Working from home has been an adjustment. I mean don’t get me wrong it has its perks. The commute in North Dakota even in Fargo is at most 15 minutes on a good day – but nothing beats walking downstairs, grabbing my laptop and coffee and walking to my makeshift office, the kitchen table. The big adjustment has been while working from home I am also trying to homeschool a preschooler. Key word is trying.
I read all the parenting how-to books before becoming a mother, but I never thought I would be solely responsible of teaching my child! That was not in any book I read! I have a teenager navigating distance learning but thankfully he is old enough, and more thankfully, mature enough to be able to navigate on his own with little supervision. I ask each day if he got his work down, each week if he contacted his teachers, and I check his grades regularly. I also have a four-year-old at home who takes a little more guidance and structure than the teenager, obviously, but he is also used to a day of learning when he was in daycare full-time pre-pandemic. And, I didn’t fully appreciate daycare as much as I do now, now that we are on week seven of staying at home. I probably thought I did – but I didn’t truly appreciate all that they do, enough.
We have been blessed with a great daycare and some outstanding teachers and the room my son was in pre-pandemic was the BEST. It really was school, preschool, for my son. The days were structured like school and every week there was a theme and every day the activities, art and learning surrounded that theme. I watched as our son grew academically every day at daycare. Now he is stuck with me, his mom. Well that’s no fun. And, although I learned all there is to be a mom from some books, instincts and trial and error – when did I become a certified teacher!

» TASKS TO CARRY OUT
(1) Transcribe the post about working from home from "We have been" up to and including "a certified teacher!".
(2) Pick up the post about working from home after its last sentence and continue it.
The items after this point come from a separate, unrelated source.

» SUPPLIED ENTRIES
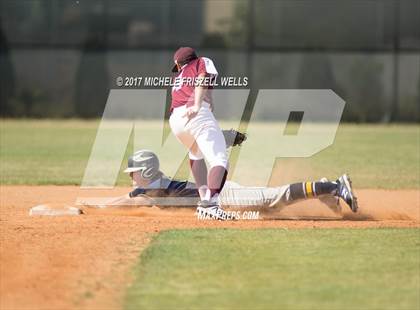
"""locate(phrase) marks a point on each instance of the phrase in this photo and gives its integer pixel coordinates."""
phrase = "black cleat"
(345, 192)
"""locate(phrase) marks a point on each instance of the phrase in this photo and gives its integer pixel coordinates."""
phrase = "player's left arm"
(120, 201)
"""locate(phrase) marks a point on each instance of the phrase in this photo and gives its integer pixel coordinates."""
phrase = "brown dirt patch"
(84, 261)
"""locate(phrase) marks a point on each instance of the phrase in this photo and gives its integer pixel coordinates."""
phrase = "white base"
(50, 211)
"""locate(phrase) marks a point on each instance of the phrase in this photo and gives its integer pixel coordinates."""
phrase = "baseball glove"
(233, 137)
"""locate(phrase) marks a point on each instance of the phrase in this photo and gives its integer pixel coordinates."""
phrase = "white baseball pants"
(201, 135)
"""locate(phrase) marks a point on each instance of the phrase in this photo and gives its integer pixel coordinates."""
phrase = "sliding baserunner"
(151, 183)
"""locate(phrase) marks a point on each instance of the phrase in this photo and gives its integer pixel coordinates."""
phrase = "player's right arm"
(199, 92)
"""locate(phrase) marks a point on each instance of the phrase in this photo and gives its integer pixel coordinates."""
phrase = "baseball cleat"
(332, 202)
(345, 192)
(207, 210)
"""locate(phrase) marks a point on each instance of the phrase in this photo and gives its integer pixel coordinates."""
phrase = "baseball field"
(302, 257)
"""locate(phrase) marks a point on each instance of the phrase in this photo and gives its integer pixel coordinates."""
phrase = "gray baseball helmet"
(145, 161)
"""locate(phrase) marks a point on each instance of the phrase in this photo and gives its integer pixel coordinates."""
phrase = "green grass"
(57, 152)
(279, 269)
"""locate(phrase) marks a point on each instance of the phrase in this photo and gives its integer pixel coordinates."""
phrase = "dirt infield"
(84, 261)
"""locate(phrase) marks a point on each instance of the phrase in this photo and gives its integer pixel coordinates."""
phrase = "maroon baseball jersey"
(183, 93)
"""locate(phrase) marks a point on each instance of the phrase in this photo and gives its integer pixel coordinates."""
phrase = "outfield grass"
(57, 152)
(279, 269)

» RESULTS OF THE TASKS
(1)
We have been blessed with a great daycare and some outstanding teachers and the room my son was in pre-pandemic was the BEST. It really was school, preschool, for my son. The days were structured like school and every week there was a theme and every day the activities, art and learning surrounded that theme. I watched as our son grew academically every day at daycare. Now he is stuck with me, his mom. Well that’s no fun. And, although I learned all there is to be a mom from some books, instincts and trial and error – when did I become a certified teacher!

(2)
Thankfully, his teachers got me ready for this path. I know what his teachers did in his classroom and with help from Scholastic I am muddling through this homeschooling a preschooler thing. I am going off the idea of theme weeks with theme days. We start with our Scholastic remote learning for the day which involves a video, book and activity. We’ve learned about how plants grow, pond habitats, bear hibernation, insects, space and astronauts, night and day, among many other things. We are on our 31st theme today – I think, is it Monday…still April? Then we do the activity associated with what we learned of a drawing or play dough sculpture and now that it is nice out we’ve expanded to a field trip to the pond or a bear hunt in the neighborhood. The whole day’s activities are around the theme. Now before you start thinking I am Mother of the Year, there is a movie put on in the afternoon each day so I can get some uninterrupted work done. To get back to your good graces and make myself feel better, I do make sure the movie has something to do with that day’s theme. The theme extends into the night with bedtime stories of books incorporating the day’s theme as well.
Now some days are better than others. Some days he wants to practice writing his name and tracing his letters, and then some days he adamantly DOES NOT. Honestly though, most days have been a lot of fun and I usually can’t wait to see what we are going to learn that day, together. That is all that really matters. We are together and we are all trying our best.
We will never take for granted all that we had before the pandemic when we eventually get it back. I know my sons and I can’t wait to see all the teachers and friends at school and at daycare. I especially can’t wait as I have had to fill their shoes and they are truly big shoes to fill.